В 70—80-х годах Шеллер-Михайлов стоял выше тех беллетристов-ремесленников, которые в изобилии поставляли чтиво на тогдашний литературный рынок. В его романах нередко пробивалась живая струя. Но как раз это и делает объяснимой и оправданной косвенную — через доктора Львова — полемику Чехова с Михайловым. Нет нужды вступать в спор с бездарным графоманом, воздействие которого на читателей близко к нулю. Другое дело — влиятельный, хотя и второстепенный писатель. Если его влияние в той или иной степени негативно, то полемика с ним не может не иметь реального, серьезного значения. А здесь — именно такой случай.

Между прочим, образ узколобого доктора проецируется не только на литературные источники. Противопоставляя семидесятые годы восьмидесятым, Е. Чириков писал: «Тургеневские Кукшины уже прошли, а чеховские Львовы еще не народились. Мечта о счастье человечества пережила уже писаревщину и базаровщину и еще не выродилась в сухое сектантство с программами, как жить, чувствовать и говорить»30. Непосредственно в словах и поступках Львова нет намека на ту или иную программу 80-х годов. Сам по себе доктор не толстовец и не апологет «маленькой пользы». Но, видимо, его суждения могли быть восприняты современниками Чехова не в рамках какой-либо определенной сектантской декларации, а шире — как символ сектантски ограниченного мышления, типичного для своего времени. В Львове угадывалась фигура, возникшая на почве идейного доктринерства, — хотя клеймящие речи доктора лежат вообще-то в нравственной, нравственно-бытовой, а не мировоззренческой плоскости.

Специальный интерес к оценке человека — лишнее доказательство того, насколько важно было для Чехова донести до читателя подлинную, точную суть явления «невольной вины».

8

Невольно, ненамеренно — это можно сказать не только о тех состояниях и превращениях героя, которые связаны с его виной. Непреднамеренность сказывается и в явлениях иного, в сущности положительного свойства.

Все о тех же длинных рассуждениях профессора из «Скучной истории» Чехов заметил: «Эти рассуждения фатальны и необходимы, как тяжелый лафет для пушки. Они характеризуют и героя, и его настроения, и его вилянье перед самим собой» (14, 405).

На последнее давно уже обратили внимание исследователи. «Вилянье» не раз рассматривалось специально, делались попытки установить его конкретный смысл31. Но конкретизация формулировки — это не все. Ибо «вилянье», на наш взгляд, характеризует нечто большее, чем индивидуальный облик профессора Николая Степановича, чем своеобразие его психики. Сквозь сугубо личное проступает типичное — модель характера.

Николай Степанович констатирует: с ним на склоне лет произошла перемена, он стал по-иному воспринимать людей и жизнь. Изменилась и его логика: он стал иначе рассуждать, иные делать выводы. И по ходу рассказа-исповеди новые взгляды и чувства героя воплощаются в конкретных суждениях и аттестациях, в непосредственных наблюдениях и заметках. «Теперешнее настроение» профессора проявляется и в содержании, и в тоне его рассказа. Но попутно открывается и другое: нежелание профессора принять свое новое мироотношение. Автору записок случившееся представляется какой-то напастью, чем-то вроде тягостного, мучительного наваждения; ему и больно и стыдно, когда он читает свои нынешние мысли, слушает свои речи.

- Данные
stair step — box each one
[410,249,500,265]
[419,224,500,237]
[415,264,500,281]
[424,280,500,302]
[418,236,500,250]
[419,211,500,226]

- Что сделать
Повторите слово в слово часть отрывка: начните с места, где стоят слова «Невольно, ненамеренно —», и остановитесь после слов «типичное — модель характера.». Записи — отдельный материал, к отрывку они отношения не имеют.

- Ответ
Невольно, ненамеренно — это можно сказать не только о тех состояниях и превращениях героя, которые связаны с его виной. Непреднамеренность сказывается и в явлениях иного, в сущности положительного свойства.

Все о тех же длинных рассуждениях профессора из «Скучной истории» Чехов заметил: «Эти рассуждения фатальны и необходимы, как тяжелый лафет для пушки. Они характеризуют и героя, и его настроения, и его вилянье перед самим собой» (14, 405).

На последнее давно уже обратили внимание исследователи. «Вилянье» не раз рассматривалось специально, делались попытки установить его конкретный смысл31. Но конкретизация формулировки — это не все. Ибо «вилянье», на наш взгляд, характеризует нечто большее, чем индивидуальный облик профессора Николая Степановича, чем своеобразие его психики. Сквозь сугубо личное проступает типичное — модель характера.